No texto sobre os erros comuns na dieta Paleo, há quanto tempo o ser humano começou a beber leite?

Texto extraído -
==========
Alguns erros cometidos vulgarmente na dieta Paleo dos nossos dias:

Variabilidade – No paleolítico havia muita variedade na alimentação, contudo, muitos dos seguidores da dieta Paleo têm dificuldade em variar. É necessário variar e introduzir diariamente alimentos diferentes e respeitar a origem e época do ano.

Forma de cozinhar – a forma como cozinhamos deve respeitar as temperaturas de desnaturação dos alimentos. Cozinhar a baixas temperaturas permite que os alimentos mantenham os seus nutrientes intactos e por isso com maior densidade. Devemos sempre incluir legumes e vegetais, de preferência BIO, e crus.

Ph – Deve ser respeitado o equilíbrio ácido / base das refeições. Aos alimentos acidificantes como a carne e peixe devemos adicionar uma generosa quantidade de legumes e vegetais frescos, de preferência Bio, e crus ou cozidos a vapor.

Jejum – Respeitar algumas horas de jejum ou, em alternativa, jejuar 1 dia na semana.

Sal – A alimentação no Paleolítico era pobre em sódio e rica em potássio, sendo que a concentração em potássio que os alimentos forneciam era entre 5 a 10 vezes maior do que a concentração em sódio. Nos nossos dias o sal está espalhado e escondido por todo o lado e ingerimos muito mais sódio do que potássio. Em média, os alimentos que fazem parte do nosso dia-a-dia fornecem 3,584 mg de sódio (Na+) e 2795 mg de potássio, o que corresponde a um rácio Na/K de 0,77. Para muitos cientistas esta é uma das principais razões do aumento exponencial de doenças nos nossos dias.

Os seguidores da dieta Paleo devem, por isso, eliminar o consumo de sal e utilizar apenas flor de sal, que é rico em todos os minerais e respeita o rácio K/ Na. Estudos mostram que a alteração neste rácio pode estar na origem das doenças mais comuns da atualidade, como:

  • Iniciação e promoção de cancro
  • Inflamação crónica
  • Desregulação do sistema imunitário inato e adaptativo
  • Doenças autoimunes
  • Doenças cardiovasculares por síndrome endotelial

Enchidos, charcutaria e carnes processadas – Os enchidos e charcutaria dos nossos dias, apesar de elaborados a partir da carne, não respeitam a dieta Paleolítica. A forma como são preparados, com todos os conservantes e sal necessariamente usados, fazem deles alimentos proibidos.

Lácteos – O ser humano é o único mamífero que consome leite em adulto e com a agravante de consumir leite de outra espécie. O homem só começou a beber leite há 10 mil anos, fenómeno recente considerando a historia da Humanidade. O início deste consumo coincidiu com a alteração da vida nómada para sedentária, ou seja, quando deixou de ser recolector e iniciou a atividade de agricultor. No entanto, o genoma humano não mudou. Essa é uma mutação que demora milhares de anos. As profundas alterações ambientais que ocorreram nos últimos 10 mil anos e que se iniciaram com a agricultura são demasiado recentes, numa escala evolutiva, para que o genoma humano se tenha adaptado. O consumo de leite tem sido, nos últimos anos, associado a doenças cardiovasculares, síndrome metabólico, diabetes e osteoporose. Recentemente, os cientistas identificaram o mecanismo pelo qual o leite de vaca pode estar também relacionado com a inicialização e promoção de alguns tipos de cancro, como o da próstata. É possível que o mesmo mecanismo esteja na base de outros cancros que dependam de recetores hormonais.
==========
Lista de dados -
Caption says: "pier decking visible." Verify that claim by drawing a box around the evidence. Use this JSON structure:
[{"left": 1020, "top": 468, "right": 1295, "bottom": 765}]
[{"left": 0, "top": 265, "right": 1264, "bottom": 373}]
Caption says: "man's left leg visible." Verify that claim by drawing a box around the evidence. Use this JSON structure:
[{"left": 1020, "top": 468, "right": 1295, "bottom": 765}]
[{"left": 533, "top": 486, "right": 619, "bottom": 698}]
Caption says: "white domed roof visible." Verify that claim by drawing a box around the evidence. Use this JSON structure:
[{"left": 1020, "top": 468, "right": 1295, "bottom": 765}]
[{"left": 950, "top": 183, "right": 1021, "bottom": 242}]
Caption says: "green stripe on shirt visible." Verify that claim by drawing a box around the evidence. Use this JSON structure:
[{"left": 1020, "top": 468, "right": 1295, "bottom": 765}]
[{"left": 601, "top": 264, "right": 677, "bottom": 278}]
==========
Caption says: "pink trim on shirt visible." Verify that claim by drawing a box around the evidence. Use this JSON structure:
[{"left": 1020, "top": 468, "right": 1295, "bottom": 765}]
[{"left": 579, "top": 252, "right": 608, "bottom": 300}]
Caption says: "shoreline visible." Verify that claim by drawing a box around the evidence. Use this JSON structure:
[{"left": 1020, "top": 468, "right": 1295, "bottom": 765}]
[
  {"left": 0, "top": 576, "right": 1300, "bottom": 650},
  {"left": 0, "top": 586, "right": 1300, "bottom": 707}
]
==========
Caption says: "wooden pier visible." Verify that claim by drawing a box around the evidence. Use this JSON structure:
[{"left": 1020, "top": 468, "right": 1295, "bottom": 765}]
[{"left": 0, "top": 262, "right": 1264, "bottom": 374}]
==========
Resposta escrita -
Há 10 mil anos.